— Begin TEXT SEGMENT —

Fountain Creek: “The annual maintenance of the levee [in Pueblo] has been neglected” — Ken Wright

Fountain Creek
Fountain Creek

From The Pueblo Chieftain (Chris Woodka):

It’s like adding insult to injury.

As if flooding on Fountain Creek weren’t bad enough, mountains of sand are stacking up north of Pueblo waiting to descend on the channel through the city.

Dealing with it will take cooperation from the north and decades to correct.

“It’s like a big anaconda eating an animal and moving it down,” said Ian Paton, part of the Wright Engineering team hired by Pueblo County commissioners to analyze the problem. Commissioners heard a status report on what will be an ongoing study on Friday.

The problem may be bigger than previously thought, Paton explained.

The net gain of sediment in Fountain Creek works out to about 370,000 tons a year between Fountain and Pueblo, causing the river to shift its flow in the channel as the increasing amount of material obstructs its path. It keeps piling up year after year as it eats away 20-foot cliffs.

And, it has become worse since 1980, when Colorado Springs started booming in population and major infusions of water from outside sources — Homestake, Blue River and the Fountain Valley Conduit — began putting more water into Fountain Creek.

Southern Delivery System, a 66-inch diameter pipeline from Pueblo Dam to Colorado Springs, could increase Fountain Creek flows 60-100 percent, while depleting the Arkansas River through Pueblo. Water quality will become an increasing concern as more sediment is churned up.

— End TEXT SEGMENT —
— Begin DATA ENTRIES —

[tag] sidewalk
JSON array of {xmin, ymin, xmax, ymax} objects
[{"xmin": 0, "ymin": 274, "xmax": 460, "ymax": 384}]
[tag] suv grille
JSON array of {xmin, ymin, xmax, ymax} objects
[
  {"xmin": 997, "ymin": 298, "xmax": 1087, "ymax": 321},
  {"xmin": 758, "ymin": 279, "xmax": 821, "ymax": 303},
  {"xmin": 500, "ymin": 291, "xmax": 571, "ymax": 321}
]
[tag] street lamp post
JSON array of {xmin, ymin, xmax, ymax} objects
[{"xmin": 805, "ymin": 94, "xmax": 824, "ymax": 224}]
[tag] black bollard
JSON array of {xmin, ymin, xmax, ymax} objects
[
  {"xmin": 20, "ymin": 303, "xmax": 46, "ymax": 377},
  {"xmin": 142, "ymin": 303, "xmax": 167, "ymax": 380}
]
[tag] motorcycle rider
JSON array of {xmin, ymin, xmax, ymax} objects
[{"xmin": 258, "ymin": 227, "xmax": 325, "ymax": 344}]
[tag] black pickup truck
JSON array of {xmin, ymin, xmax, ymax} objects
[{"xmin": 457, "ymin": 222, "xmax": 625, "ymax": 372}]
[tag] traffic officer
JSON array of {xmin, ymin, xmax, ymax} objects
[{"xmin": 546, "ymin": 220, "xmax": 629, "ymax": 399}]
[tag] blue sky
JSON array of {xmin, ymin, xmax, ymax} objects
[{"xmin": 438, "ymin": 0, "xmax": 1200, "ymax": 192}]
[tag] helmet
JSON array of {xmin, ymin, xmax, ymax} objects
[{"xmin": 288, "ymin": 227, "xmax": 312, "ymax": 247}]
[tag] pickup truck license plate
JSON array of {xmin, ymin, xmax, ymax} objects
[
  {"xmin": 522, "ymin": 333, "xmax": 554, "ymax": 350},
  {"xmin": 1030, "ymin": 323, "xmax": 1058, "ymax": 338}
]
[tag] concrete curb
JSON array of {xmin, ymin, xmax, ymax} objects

— End DATA ENTRIES —

- [WHAT IS NEEDED]: Reproduce the Fountain Creek article above word for word between "As if flooding" and "thought, Paton explained.", inclusive.

- [RESPONSE TO THE EXERCISE]:
As if flooding on Fountain Creek weren’t bad enough, mountains of sand are stacking up north of Pueblo waiting to descend on the channel through the city.

Dealing with it will take cooperation from the north and decades to correct.

“It’s like a big anaconda eating an animal and moving it down,” said Ian Paton, part of the Wright Engineering team hired by Pueblo County commissioners to analyze the problem. Commissioners heard a status report on what will be an ongoing study on Friday.

The problem may be bigger than previously thought, Paton explained.